> **Records provided**
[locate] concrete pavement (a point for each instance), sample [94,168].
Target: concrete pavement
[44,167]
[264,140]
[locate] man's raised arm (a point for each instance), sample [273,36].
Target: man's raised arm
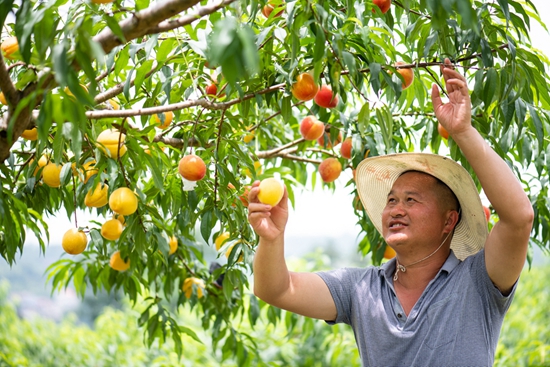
[303,293]
[506,246]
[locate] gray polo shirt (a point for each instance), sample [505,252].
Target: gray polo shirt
[455,322]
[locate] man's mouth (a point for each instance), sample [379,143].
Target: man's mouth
[397,225]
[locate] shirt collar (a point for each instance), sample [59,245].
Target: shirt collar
[388,268]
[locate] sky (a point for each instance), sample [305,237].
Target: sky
[320,212]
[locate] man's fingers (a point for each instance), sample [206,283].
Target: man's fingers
[458,85]
[436,98]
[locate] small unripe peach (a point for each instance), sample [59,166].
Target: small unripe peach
[345,148]
[271,191]
[330,169]
[30,134]
[311,128]
[192,167]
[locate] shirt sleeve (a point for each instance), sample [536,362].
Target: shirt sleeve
[341,283]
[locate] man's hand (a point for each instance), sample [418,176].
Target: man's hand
[455,116]
[268,222]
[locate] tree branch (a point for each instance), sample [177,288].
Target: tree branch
[142,22]
[10,93]
[179,106]
[169,25]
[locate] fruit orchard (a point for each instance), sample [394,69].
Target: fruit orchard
[101,97]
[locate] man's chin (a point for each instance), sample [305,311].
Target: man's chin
[394,239]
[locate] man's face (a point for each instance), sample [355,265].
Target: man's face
[413,215]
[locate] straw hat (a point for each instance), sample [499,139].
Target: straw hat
[375,177]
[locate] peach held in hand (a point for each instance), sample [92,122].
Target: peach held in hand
[271,191]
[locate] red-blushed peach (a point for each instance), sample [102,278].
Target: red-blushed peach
[325,97]
[311,128]
[384,5]
[305,87]
[192,167]
[345,148]
[211,89]
[330,169]
[407,74]
[326,142]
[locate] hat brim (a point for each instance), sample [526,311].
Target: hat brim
[375,177]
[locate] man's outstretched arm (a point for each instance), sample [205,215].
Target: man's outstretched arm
[506,246]
[303,293]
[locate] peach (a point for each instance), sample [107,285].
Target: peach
[345,149]
[305,87]
[211,89]
[326,142]
[108,142]
[192,167]
[325,97]
[30,134]
[442,131]
[271,191]
[123,201]
[311,128]
[330,169]
[384,5]
[407,74]
[9,47]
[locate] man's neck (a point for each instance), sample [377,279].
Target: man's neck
[419,275]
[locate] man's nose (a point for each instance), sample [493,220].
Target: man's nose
[397,210]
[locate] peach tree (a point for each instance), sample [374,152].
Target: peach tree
[102,96]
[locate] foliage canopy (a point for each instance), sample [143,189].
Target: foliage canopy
[139,59]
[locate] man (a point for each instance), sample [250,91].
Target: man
[442,299]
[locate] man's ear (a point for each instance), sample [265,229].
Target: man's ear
[452,219]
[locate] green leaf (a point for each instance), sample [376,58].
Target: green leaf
[5,8]
[115,27]
[207,223]
[539,130]
[153,167]
[363,118]
[286,108]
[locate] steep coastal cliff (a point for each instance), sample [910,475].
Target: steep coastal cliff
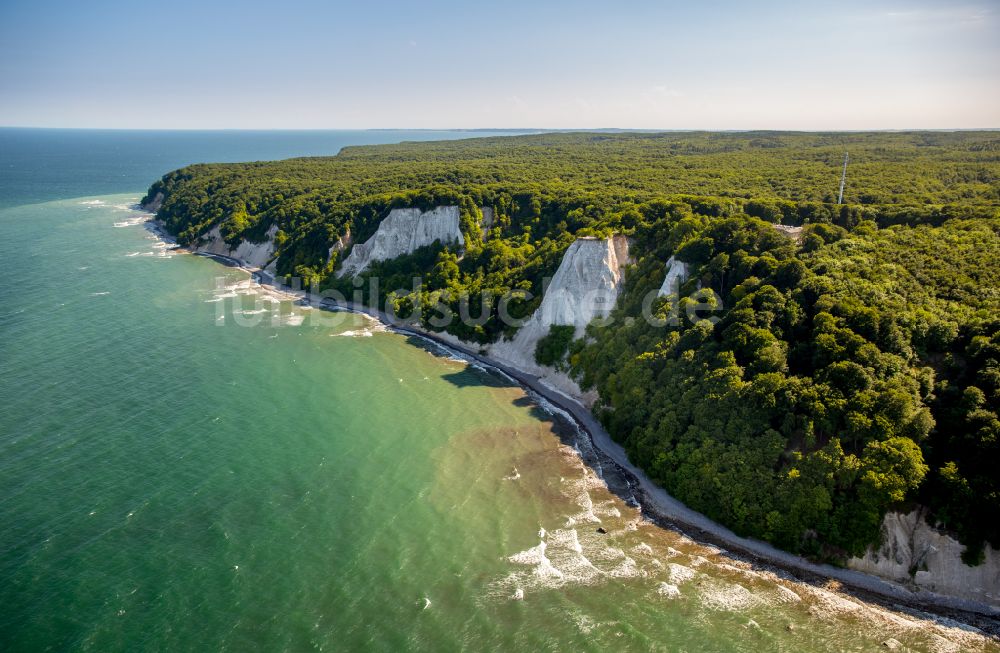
[677,273]
[917,555]
[585,287]
[854,367]
[402,232]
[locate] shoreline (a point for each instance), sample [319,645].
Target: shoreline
[654,502]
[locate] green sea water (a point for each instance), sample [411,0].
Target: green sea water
[188,464]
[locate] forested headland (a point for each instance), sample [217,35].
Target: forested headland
[855,368]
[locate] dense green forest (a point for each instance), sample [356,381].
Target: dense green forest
[855,369]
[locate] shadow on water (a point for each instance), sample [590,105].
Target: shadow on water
[621,485]
[569,432]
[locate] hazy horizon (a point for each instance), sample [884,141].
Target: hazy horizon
[831,66]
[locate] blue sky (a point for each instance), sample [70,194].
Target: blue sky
[670,65]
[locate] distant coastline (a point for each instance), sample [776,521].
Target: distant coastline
[654,501]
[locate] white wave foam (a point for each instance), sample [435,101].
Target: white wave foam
[679,573]
[728,597]
[513,477]
[668,591]
[358,333]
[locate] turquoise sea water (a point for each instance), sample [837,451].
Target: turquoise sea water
[187,463]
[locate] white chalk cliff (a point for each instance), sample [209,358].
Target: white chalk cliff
[253,255]
[677,273]
[402,232]
[585,287]
[917,555]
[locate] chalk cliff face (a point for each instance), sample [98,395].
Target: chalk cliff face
[154,204]
[340,245]
[677,274]
[585,287]
[402,232]
[254,255]
[917,555]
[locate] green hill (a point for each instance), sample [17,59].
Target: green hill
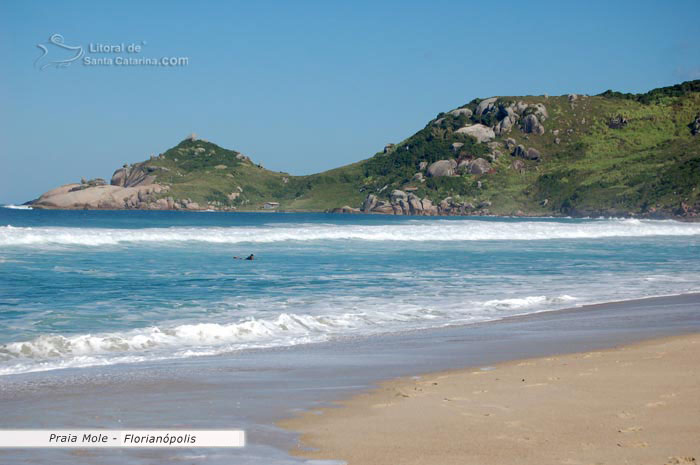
[610,154]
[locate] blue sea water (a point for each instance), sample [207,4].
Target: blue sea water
[90,288]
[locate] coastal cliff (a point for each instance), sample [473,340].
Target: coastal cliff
[612,154]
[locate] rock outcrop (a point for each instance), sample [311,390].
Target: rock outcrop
[532,125]
[138,174]
[104,197]
[442,168]
[401,203]
[695,126]
[480,132]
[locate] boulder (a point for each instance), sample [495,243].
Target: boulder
[485,105]
[134,175]
[479,166]
[369,203]
[695,126]
[480,132]
[428,207]
[383,207]
[415,205]
[617,122]
[540,111]
[506,124]
[533,154]
[463,166]
[518,165]
[531,125]
[398,195]
[99,197]
[346,209]
[461,111]
[442,168]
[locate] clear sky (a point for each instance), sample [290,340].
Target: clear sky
[302,86]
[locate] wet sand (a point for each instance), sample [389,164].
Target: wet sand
[252,390]
[637,403]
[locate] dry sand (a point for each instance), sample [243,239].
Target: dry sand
[637,404]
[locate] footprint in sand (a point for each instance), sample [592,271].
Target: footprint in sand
[680,460]
[656,404]
[631,429]
[382,405]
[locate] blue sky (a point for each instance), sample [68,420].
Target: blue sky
[304,86]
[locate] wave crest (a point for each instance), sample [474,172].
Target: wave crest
[435,230]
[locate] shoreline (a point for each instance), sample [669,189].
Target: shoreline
[334,211]
[256,390]
[563,408]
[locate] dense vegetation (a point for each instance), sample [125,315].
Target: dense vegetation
[611,154]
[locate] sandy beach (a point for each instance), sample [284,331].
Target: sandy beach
[637,404]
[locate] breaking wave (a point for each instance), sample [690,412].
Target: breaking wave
[434,230]
[55,351]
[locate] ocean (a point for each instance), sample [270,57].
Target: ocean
[86,288]
[116,319]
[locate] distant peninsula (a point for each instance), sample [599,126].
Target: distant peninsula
[612,154]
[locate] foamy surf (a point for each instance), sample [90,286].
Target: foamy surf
[414,231]
[55,351]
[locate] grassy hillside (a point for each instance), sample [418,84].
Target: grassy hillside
[610,154]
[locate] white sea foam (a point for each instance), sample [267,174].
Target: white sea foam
[54,351]
[435,230]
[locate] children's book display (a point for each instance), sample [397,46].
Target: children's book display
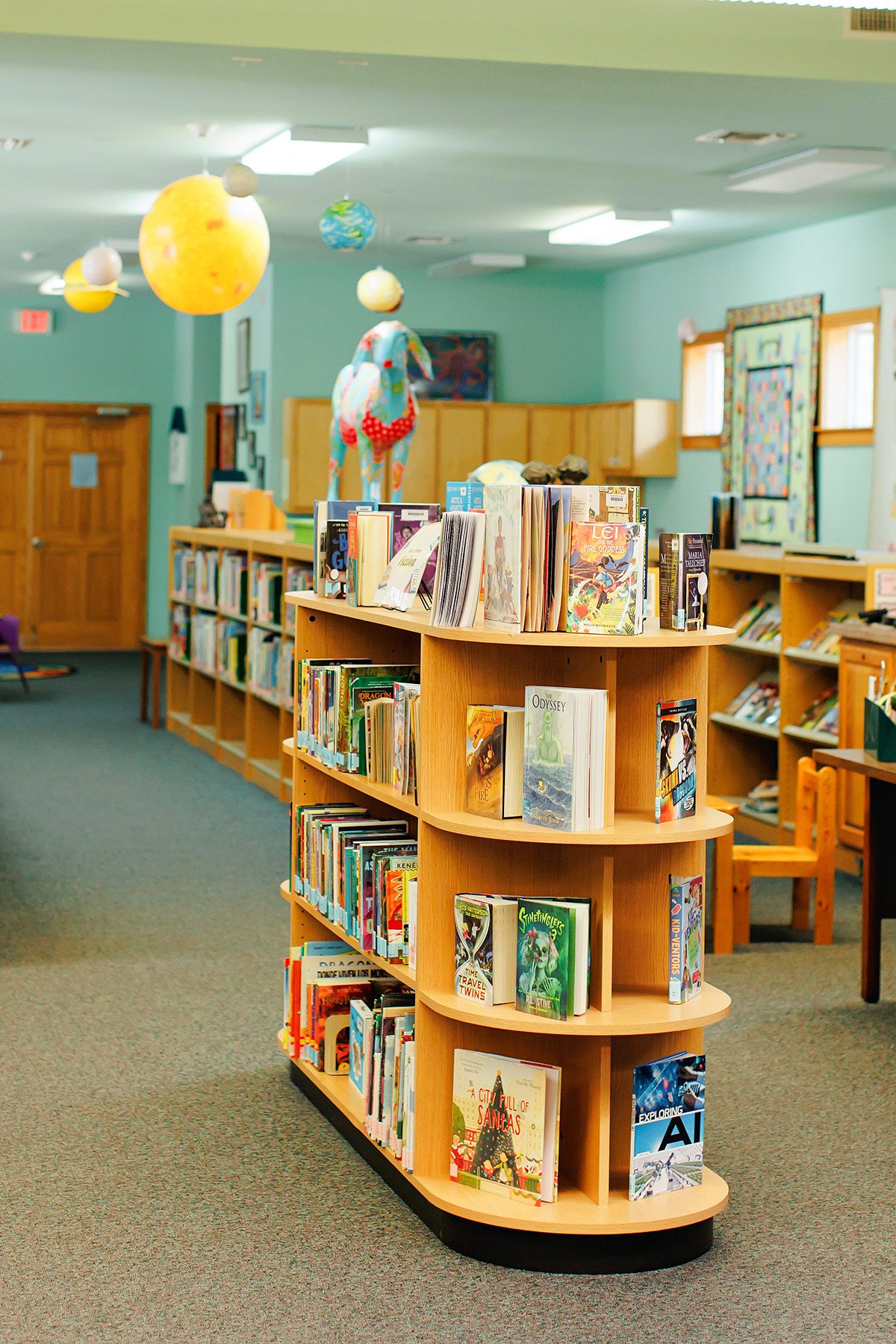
[759,702]
[505,1127]
[676,797]
[684,581]
[494,752]
[564,769]
[667,1125]
[685,939]
[359,871]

> **The exercise**
Leaving out every picture, extract verbatim the lines from the one containing "[locate] dry sand" through the last line of the listing, inclusive.

> **Full answer**
[locate] dry sand (a point for each instance), sample [243,239].
Target: dry sand
[637,404]
[locate] footprint in sand (a point for each instance), sample [592,271].
Target: footprint in sand
[680,460]
[656,404]
[631,429]
[382,405]
[locate] blue sky (a point for each instance), sample [68,420].
Target: blue sky
[304,86]
[locate] wave crest (a point for each instance), sample [474,172].
Target: wave crest
[435,230]
[locate] shoreline (a point for each instance), sample [669,189].
Target: shoreline
[334,211]
[256,390]
[563,408]
[locate] dense vegetation (a point for each instance), sample [125,315].
Target: dense vegetation
[611,154]
[locate] sandy beach (a point for each instance), sample [284,331].
Target: sandy beach
[637,404]
[locate] breaking wave (a point for each instance), sample [690,412].
Target: breaking wave
[434,230]
[55,351]
[locate] ocean (a point for each instance), sample [270,57].
Target: ocean
[86,288]
[116,319]
[locate] distant peninsula (a point for each instance), sample [599,126].
Target: distant peninsula
[612,154]
[locate] foamy surf (a point for each instance), sample [90,286].
Target: foamy surf
[414,231]
[55,351]
[locate] grassy hillside (a point for each instance), sample [418,84].
Target: grassy hillside
[610,154]
[locate] white sea foam (a point for each instance), sample [267,174].
Target: white sea foam
[54,351]
[435,230]
[locate] children's book display (a point for each instance), sample [397,46].
Target: children's book display
[759,702]
[505,1127]
[676,797]
[684,581]
[494,752]
[564,769]
[667,1125]
[685,939]
[359,871]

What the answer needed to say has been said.